━━ EXTRACTED TEXT ━━

How do I register in ULink?
Go to www.ulink.louisville.edu
         1. Enter in UserID and Password in the space provided (If you do not have a UserID and Password, Click on For First-time Users - Follow the steps in obtaining a UserID and Password)
         2. Select the Student Services tab at the top of the page
         3. Scroll down using the scroll-bar at the right of the page
         4.  Click on Registration-Add Classes
         5. Make sure your name appears at the top of the screen
         6. Select the term you would like to register for from the drop-down box
         7. Enter the 4-digit class number in the space provided
         8. If you do not have the 4-digit class number, you may Search for Class
         9. Check to make sure this is the correct class you wish to add
         10. Check the status of the class (open or closed)
         11. If the class is closed, you may check the box to waitlist (Please refer to our website, http://www.louisville.edu/student/services/registrar/waitlist.html, for information concerning the waitlist)
         12. Proceed with registration by clicking on Next
         13. The class has now been added to your shopping cart (you may need to scroll down to view this)
         14. You can now select another class to be added to your shopping cart by entering another class number in the space provided
         15. Once you are satisfied with the class(es) in your shopping cart, you are now ready to finish the registration process
         16. Click on Proceed to Step 2 of 3
         17. Confirm your class(es) by clicking on Finish Enrolling
         18. A checkmark in the status box means the class has been added to your schedule
         19. An ‘X’ in the status box means there was an error and the class was not added to your schedule
         20. You may now click on My Class Schedule either under the status box or at the top of the page
         21. You can also click on Weekly Calendar View to see your classes each day for a certain week
         22. Once you are finished viewing your schedule and are ready to log off, click on Logout at the top-right corner of the screen

         Congratulations, you have completed the Registration Process.
 
I am on the waitlist for a class. How and when will I be enrolled for it?
Complete information on waitlisting courses is available online at: http://louisville.edu/student/services/registrar/waitlist.html. In general, if a space becomes available in a class and you are first on the waitlist and have no scheduling conflicts the class will be added to your schedule.

The waitlist expires on the Friday of the first week of classes. However, you can no longer add yourself to a waitlist after Wednesday of that first week.

In addition, the waitlist will no longer add you to the class if it becomes available after the end of drop/add. If you are on a waitlist and still want to add the class after the first week, and the instructor is agreeable, you must complete a petition to add the class.

I missed the deadline to register for a class. What do I do now?
You will need to complete a Petition to Late Add a Class. Petition forms are available in the Fine Arts Office (104 Schneider Hall) or in the hallway of the A&S Dean’s Office, located on the 2nd floor of Gardiner Hall, building #43 on the Belknap Campus map. Petitions and Forms are also available for download in PDF format at http://louisville.edu/a-s/students/aac/. 

How do class permissions work in Fine Arts?
You MUST be an accepted major in the Department of Fine Arts in either the B.A. Studio Art or B.F.A. program to enroll in studio art courses.

All art courses are restricted to majors only.

There are no permissions on 100 and 300-level studio art courses, except for ART 361 and ART 371 during Fall semester registration.

━━━
━━ DATA FOR THIS TASK ━━

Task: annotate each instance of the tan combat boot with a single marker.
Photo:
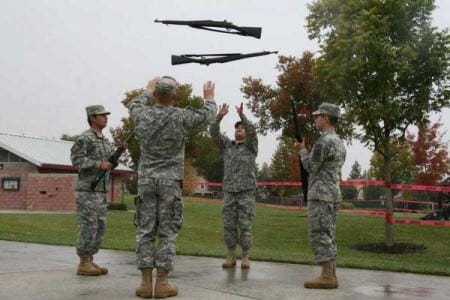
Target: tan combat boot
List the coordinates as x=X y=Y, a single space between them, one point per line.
x=103 y=270
x=326 y=280
x=230 y=262
x=245 y=260
x=146 y=288
x=86 y=268
x=163 y=288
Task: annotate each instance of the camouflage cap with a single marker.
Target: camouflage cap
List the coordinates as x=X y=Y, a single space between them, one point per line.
x=166 y=85
x=96 y=110
x=328 y=109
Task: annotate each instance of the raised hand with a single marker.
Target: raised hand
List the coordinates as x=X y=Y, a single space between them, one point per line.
x=208 y=90
x=223 y=110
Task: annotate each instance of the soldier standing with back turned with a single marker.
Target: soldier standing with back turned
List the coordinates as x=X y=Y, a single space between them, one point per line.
x=90 y=153
x=324 y=195
x=161 y=131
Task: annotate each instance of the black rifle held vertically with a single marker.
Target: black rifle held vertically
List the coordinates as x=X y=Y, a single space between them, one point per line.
x=213 y=25
x=113 y=159
x=298 y=136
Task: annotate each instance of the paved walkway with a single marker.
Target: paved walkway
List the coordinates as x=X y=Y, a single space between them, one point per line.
x=34 y=271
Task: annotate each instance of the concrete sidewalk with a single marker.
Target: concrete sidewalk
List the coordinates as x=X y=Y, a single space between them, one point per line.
x=34 y=271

━━━

PROBLEMS TO WORK ON:
• a. In the listing, rewrite the lines from the one holding "Task: annotate each instance of the raised" through the one holding "x=161 y=131", inclusive, replacing "raised hand" with "lifted hand" and leaving everything else unchanged. Give only those lines.
• b. Resume the university registration FAQ after its last sentence.

SOLVED PROBLEMS:
• a.
Task: annotate each instance of the lifted hand with a single marker.
Target: lifted hand
List the coordinates as x=X y=Y, a single space between them, one point per line.
x=208 y=90
x=223 y=110
Task: annotate each instance of the soldier standing with back turned with a single marker.
Target: soldier standing with back turned
List the coordinates as x=X y=Y, a single space between them, one point per line.
x=90 y=153
x=324 y=195
x=161 y=131

• b.
         • 100-level courses: Accepted Fine Arts majors who wish to enroll in 100 level courses should be able to register without obtaining permission from the department. If you are an accepted major and the system will not allow you to register, please call the department at 502.852.6794.
         • 300-level courses: Accepted Fine Arts majors who wish to enroll in 300-level courses should be able to register without obtaining permission from the department, provided all foundations courses are completed. If you are an accepted major and the system will not allow you to register, please call the department at 502.852.6794. [Note: Permissions for ART 361–Drafting for Designers and ART 371–Introduction to Graphic Design must be obtained from the instructor.]
         • 500-level courses: For all 500-level Art courses please email the instructor of the course you wish to take with the following information:
                   • Your full name
                   • Your UofL student ID number
                   • Your Major
                   • Program you currently enrolled in: B.A. or B.F.A. and which track
                   • Prerequisites you have completed for this class
Once the instructor has granted you permission, the Department staff will enter it into the registration system. [Note: Staff cannot enter permission for 500-level courses unless it comes directly from the instructor.]

Once your permission have been entered into the system you may then register for the course. [Note: Enrollment in Art Courses is Restricted to Accepted Majors only. Permission is granted to non-majors under special circumstances only. The Department does not permit auditing of courses by non-majors.]

I registered for an art class and was taken out. Why?
There are a couple of reasons why the Department will remove students from studio art classes.
First and foremost, you must be an accepted major in the Department. A self-declaration of your major as “Art” on your application to the University is not equivalent to the formal admissions process to the Department of Fine Arts. You must still apply to the Department by submitting the Application for Admission for a Major in Fine Art. Once you are an accepted major, you will be able to enroll in art courses.

If you are an accepted major, and it is a 300-level class, you may be lacking the required foundations prerequisite for the class. You must complete any foundations prerequisites for a 300-level class before you may enroll in it. You cannot take a foundations prerequisite concurrently with the 300-level class it is a prerequisite for.

Finally, if it is a class that requires permission and you did not receive permission in the correct procedure, the instructor reserves the right to remove you from the class. See previous question for more information on obtaining class permissions.

I am an accepted major and the registration system is blocking me from registering for a studio art class. Why? And what can I do?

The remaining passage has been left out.